** Begin Given entries **
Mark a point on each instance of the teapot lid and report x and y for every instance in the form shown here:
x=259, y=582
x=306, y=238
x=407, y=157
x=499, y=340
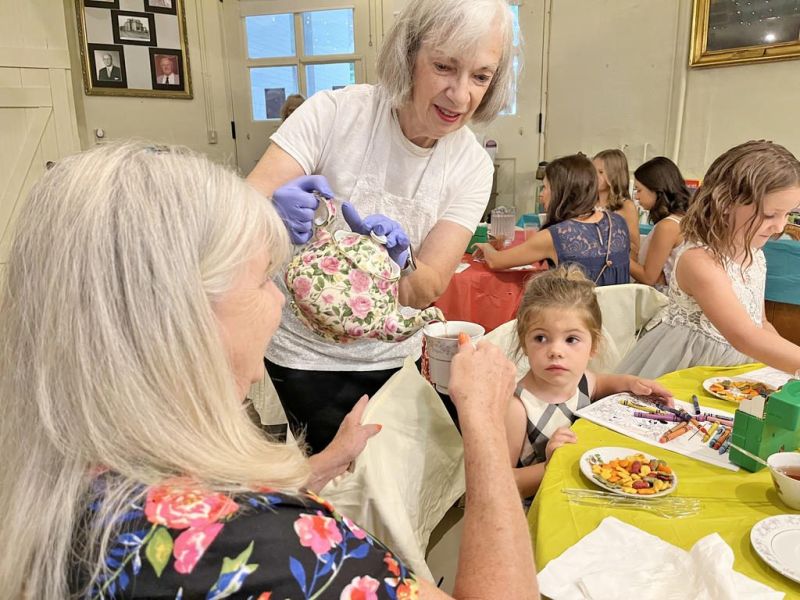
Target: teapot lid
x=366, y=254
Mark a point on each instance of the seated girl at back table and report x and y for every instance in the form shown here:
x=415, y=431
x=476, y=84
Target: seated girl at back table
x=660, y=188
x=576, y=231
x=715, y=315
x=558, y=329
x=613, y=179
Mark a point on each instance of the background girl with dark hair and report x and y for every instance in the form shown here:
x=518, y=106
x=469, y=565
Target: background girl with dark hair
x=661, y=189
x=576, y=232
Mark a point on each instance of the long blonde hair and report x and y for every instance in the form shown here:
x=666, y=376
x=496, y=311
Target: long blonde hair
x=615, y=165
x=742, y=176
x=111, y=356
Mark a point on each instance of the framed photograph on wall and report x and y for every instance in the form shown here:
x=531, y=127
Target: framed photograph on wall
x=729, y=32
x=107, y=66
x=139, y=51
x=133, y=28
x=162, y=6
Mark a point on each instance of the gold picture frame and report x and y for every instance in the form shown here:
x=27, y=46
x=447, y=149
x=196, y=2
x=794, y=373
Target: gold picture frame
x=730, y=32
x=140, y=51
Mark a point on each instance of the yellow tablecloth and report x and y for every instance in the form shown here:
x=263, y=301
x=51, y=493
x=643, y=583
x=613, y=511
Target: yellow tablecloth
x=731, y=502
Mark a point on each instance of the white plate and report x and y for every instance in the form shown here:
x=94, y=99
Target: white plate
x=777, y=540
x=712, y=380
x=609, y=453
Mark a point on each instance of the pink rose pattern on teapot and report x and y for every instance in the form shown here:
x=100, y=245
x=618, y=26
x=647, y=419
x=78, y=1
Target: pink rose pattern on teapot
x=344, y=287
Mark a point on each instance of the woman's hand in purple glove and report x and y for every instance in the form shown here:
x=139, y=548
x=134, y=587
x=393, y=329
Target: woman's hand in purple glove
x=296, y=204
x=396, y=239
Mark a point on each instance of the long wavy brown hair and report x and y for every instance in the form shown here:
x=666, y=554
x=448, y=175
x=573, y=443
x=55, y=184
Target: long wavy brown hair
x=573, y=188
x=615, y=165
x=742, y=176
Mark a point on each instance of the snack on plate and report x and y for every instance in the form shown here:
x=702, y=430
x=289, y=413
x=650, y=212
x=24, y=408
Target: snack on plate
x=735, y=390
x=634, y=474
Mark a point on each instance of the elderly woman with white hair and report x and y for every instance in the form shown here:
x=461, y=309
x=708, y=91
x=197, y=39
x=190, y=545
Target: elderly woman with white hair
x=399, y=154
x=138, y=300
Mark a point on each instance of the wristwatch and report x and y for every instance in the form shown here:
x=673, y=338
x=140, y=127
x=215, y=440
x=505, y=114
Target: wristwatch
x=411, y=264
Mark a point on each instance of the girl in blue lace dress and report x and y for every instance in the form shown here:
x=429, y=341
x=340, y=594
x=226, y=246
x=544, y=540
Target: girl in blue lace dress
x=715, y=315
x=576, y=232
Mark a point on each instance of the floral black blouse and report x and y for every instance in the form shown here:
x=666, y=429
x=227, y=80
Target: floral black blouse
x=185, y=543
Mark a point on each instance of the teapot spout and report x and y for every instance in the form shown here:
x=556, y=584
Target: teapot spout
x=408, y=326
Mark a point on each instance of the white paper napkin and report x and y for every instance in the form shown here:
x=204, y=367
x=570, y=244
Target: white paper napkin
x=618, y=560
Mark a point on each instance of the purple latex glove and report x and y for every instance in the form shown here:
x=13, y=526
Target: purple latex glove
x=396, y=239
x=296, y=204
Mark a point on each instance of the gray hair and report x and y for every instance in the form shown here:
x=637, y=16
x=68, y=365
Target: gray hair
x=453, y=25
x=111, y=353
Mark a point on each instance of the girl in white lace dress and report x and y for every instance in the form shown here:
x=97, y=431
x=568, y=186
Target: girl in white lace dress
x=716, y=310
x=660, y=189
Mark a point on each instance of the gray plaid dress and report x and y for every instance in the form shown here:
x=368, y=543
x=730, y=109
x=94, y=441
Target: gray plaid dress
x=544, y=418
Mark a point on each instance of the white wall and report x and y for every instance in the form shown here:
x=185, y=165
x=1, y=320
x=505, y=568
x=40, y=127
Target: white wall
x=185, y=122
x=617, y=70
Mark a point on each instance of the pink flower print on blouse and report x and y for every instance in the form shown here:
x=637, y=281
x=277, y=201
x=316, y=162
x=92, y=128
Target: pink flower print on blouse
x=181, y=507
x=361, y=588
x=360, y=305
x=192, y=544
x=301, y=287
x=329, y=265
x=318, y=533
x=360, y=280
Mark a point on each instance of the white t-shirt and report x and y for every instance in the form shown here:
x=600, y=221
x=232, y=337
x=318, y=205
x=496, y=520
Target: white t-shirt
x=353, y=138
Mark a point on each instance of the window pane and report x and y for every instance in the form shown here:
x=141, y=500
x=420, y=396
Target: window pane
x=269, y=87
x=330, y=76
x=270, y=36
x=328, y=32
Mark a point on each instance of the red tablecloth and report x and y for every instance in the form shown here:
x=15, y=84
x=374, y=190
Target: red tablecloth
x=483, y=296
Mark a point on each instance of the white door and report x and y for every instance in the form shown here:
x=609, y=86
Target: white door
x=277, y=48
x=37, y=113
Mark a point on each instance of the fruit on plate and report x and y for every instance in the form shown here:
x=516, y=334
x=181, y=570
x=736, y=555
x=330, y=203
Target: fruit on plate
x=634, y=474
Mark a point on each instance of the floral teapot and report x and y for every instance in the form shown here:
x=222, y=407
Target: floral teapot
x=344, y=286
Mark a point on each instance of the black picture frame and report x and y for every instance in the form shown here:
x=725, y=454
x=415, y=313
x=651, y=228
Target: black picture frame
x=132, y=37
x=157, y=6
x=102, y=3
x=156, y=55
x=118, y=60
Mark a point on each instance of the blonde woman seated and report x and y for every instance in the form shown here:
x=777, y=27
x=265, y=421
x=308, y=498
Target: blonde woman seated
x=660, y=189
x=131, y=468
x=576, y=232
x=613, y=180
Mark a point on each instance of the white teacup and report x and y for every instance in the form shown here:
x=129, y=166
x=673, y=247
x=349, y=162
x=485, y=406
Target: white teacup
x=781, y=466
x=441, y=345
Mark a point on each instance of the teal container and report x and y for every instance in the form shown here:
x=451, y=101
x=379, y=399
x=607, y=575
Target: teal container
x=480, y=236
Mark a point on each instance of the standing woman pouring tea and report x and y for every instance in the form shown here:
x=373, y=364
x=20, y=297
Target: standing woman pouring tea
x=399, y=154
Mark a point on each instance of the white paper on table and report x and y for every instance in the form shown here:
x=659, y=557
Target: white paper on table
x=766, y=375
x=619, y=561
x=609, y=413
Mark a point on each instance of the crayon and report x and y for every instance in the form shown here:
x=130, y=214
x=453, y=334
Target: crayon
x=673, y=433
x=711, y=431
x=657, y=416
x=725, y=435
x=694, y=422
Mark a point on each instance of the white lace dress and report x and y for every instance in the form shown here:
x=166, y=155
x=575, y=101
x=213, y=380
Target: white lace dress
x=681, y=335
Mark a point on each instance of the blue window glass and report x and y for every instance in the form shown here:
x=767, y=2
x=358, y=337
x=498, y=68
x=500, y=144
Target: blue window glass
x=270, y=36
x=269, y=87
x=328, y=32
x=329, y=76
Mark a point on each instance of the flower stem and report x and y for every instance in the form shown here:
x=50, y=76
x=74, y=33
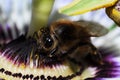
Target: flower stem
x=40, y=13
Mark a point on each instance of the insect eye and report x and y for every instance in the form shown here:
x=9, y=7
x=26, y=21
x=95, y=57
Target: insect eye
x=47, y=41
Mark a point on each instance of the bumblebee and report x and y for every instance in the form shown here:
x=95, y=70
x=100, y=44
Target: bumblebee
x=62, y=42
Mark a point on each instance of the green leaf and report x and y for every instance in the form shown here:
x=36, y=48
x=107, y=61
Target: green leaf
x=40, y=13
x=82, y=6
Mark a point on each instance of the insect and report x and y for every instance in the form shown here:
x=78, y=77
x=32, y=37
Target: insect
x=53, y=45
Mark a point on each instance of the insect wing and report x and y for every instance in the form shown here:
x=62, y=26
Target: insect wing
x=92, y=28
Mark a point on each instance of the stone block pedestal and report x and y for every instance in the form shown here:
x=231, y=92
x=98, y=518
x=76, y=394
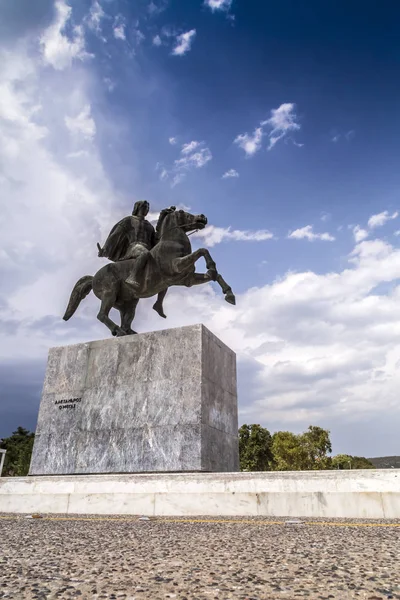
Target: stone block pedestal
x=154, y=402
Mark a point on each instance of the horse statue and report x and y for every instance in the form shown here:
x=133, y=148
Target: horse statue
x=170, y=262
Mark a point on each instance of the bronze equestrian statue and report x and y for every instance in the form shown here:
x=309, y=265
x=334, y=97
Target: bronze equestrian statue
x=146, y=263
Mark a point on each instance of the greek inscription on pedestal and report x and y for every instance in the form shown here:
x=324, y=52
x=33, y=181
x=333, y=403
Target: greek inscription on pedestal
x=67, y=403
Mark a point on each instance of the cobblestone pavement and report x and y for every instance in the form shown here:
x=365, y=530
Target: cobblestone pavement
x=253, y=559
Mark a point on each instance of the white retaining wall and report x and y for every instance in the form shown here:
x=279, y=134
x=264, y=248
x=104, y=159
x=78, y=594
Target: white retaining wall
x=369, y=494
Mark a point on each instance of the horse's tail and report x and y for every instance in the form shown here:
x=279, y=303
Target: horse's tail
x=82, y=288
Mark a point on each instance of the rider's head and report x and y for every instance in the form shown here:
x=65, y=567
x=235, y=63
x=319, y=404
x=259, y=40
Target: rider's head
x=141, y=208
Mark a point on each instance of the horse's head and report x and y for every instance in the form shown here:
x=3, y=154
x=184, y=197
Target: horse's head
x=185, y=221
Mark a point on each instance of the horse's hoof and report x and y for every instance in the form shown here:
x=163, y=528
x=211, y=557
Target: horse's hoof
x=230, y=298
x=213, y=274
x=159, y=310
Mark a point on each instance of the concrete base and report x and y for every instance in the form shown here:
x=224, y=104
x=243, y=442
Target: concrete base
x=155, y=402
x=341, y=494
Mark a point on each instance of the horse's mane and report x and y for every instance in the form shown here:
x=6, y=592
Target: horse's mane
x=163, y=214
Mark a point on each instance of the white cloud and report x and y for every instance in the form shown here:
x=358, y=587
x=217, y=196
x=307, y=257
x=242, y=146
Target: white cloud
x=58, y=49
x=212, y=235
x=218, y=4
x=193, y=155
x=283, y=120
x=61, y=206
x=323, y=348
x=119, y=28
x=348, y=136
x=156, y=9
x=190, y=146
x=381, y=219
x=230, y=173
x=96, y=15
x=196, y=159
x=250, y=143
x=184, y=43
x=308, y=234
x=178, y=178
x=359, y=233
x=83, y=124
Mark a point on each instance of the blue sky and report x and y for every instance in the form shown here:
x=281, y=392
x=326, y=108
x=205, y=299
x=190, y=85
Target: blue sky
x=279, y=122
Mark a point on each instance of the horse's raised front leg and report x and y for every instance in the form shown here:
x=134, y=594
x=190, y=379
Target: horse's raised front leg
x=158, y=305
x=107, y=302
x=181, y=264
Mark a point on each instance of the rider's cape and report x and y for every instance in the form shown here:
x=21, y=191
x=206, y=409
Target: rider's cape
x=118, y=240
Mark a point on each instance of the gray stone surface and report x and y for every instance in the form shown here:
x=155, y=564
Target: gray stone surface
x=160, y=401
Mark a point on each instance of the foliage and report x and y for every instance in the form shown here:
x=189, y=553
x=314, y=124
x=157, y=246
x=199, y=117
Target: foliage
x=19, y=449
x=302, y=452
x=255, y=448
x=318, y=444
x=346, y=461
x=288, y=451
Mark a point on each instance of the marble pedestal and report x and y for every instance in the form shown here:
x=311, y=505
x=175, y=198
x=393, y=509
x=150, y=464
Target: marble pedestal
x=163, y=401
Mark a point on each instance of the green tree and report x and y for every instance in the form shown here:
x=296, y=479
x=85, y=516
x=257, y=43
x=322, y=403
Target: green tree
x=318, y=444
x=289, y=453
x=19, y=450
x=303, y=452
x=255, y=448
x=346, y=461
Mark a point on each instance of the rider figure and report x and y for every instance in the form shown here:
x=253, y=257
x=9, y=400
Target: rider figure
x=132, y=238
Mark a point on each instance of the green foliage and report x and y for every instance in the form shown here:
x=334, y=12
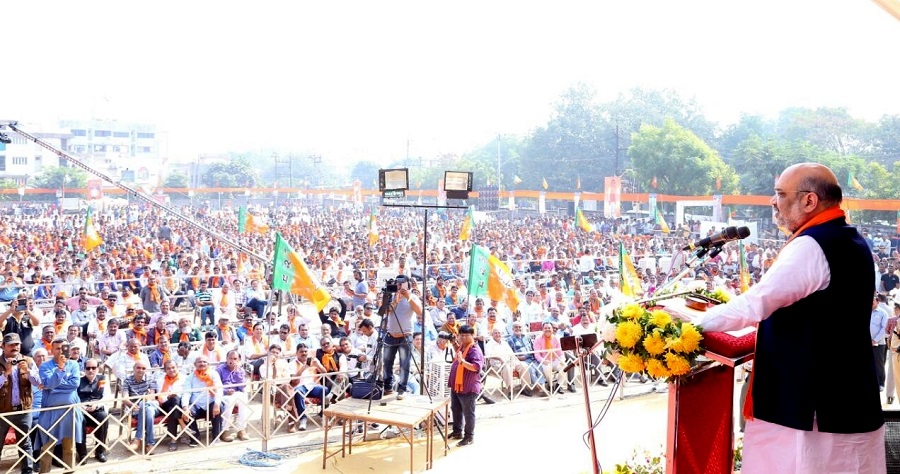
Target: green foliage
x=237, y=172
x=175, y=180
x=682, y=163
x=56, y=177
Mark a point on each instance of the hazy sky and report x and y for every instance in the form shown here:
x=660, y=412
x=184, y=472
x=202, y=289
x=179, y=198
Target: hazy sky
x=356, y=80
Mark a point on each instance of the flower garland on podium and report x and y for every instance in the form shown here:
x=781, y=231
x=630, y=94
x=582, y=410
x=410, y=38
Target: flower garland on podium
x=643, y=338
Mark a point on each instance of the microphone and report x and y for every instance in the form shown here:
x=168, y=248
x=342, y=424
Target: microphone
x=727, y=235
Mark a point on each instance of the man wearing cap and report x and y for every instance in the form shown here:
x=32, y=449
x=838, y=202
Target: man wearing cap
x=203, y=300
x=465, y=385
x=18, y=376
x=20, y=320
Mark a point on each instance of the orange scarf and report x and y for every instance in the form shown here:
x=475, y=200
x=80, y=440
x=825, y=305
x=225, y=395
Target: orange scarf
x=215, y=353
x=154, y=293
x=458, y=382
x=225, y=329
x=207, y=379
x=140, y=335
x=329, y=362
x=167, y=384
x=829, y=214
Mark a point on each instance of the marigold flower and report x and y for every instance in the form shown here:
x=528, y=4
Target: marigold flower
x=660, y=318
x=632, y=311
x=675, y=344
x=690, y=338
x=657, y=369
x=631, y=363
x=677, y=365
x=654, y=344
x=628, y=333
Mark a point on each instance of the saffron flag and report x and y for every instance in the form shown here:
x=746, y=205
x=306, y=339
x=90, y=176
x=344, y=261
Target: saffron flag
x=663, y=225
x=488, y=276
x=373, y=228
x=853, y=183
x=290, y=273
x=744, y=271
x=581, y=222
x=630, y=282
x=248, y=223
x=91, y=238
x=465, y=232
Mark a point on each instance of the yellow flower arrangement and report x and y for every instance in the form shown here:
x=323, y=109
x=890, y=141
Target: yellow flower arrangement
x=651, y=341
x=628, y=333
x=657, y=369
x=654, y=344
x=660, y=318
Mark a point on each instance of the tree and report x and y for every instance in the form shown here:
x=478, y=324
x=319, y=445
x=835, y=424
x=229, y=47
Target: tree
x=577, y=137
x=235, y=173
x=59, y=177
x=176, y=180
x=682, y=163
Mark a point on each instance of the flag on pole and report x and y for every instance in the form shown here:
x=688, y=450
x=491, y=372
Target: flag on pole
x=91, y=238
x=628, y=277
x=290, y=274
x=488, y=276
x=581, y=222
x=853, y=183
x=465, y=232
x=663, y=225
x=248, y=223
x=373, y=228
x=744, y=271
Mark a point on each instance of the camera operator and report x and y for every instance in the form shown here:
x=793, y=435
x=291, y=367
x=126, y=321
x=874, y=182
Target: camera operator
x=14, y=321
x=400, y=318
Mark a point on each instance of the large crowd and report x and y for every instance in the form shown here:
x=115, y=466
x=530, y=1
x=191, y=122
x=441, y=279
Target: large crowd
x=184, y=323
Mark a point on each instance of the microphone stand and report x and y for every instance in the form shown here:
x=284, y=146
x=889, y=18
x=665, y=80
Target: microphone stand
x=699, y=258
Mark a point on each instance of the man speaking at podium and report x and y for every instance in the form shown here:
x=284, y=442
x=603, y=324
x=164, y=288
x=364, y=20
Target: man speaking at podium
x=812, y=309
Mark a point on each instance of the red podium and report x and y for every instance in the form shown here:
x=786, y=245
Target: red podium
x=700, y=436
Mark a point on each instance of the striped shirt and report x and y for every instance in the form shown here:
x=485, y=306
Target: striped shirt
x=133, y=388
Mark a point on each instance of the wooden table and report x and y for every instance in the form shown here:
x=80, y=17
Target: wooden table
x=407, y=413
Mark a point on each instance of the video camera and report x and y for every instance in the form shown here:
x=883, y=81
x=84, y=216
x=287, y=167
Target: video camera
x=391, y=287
** End Given entries **
Work to be completed:
Reproduce verbatim the lines of the material starting with the line that contains "Mark a point on each instance of the white lace" and continuing through the line that contains "x=154, y=402", with both of those lines included. Leave the pictures out of your reproduction.

Answer to the exercise:
Mark a point on each instance of the white lace dress and report x and y for every instance in the form shown here:
x=166, y=155
x=575, y=101
x=213, y=380
Target: white lace dress
x=681, y=335
Mark a point on each instance of the blue window glass and report x and y for every instance in the form shown here:
x=767, y=2
x=358, y=337
x=498, y=68
x=500, y=144
Target: blue window glass
x=270, y=36
x=269, y=87
x=328, y=32
x=329, y=76
Mark a point on each instance of the flower stem and report x and y for every instance in the form shown here:
x=50, y=76
x=74, y=33
Target: flower stem
x=40, y=13
Mark a point on each instance of the insect eye and report x and y for every instance in the form shown here:
x=9, y=7
x=26, y=21
x=95, y=57
Target: insect eye
x=47, y=41
Mark a point on each instance of the bumblebee and report x and y for every instance in the form shown here:
x=95, y=70
x=100, y=44
Target: bumblebee
x=62, y=42
Mark a point on each instance of the green leaf and report x and y for every instance in the form shown here:
x=36, y=48
x=107, y=61
Target: green leaf
x=40, y=13
x=82, y=6
Mark a point on each instance of the insect and report x and y for every instance in the form shown here:
x=78, y=77
x=32, y=37
Target: insect
x=53, y=45
Mark a point on each instance of the insect wing and report x and y for every instance in the form shown here:
x=62, y=26
Target: insect wing
x=92, y=28
Mark a point on each instance of the stone block pedestal and report x and y for every instance in the form shown here:
x=231, y=92
x=98, y=518
x=76, y=394
Target: stone block pedestal
x=154, y=402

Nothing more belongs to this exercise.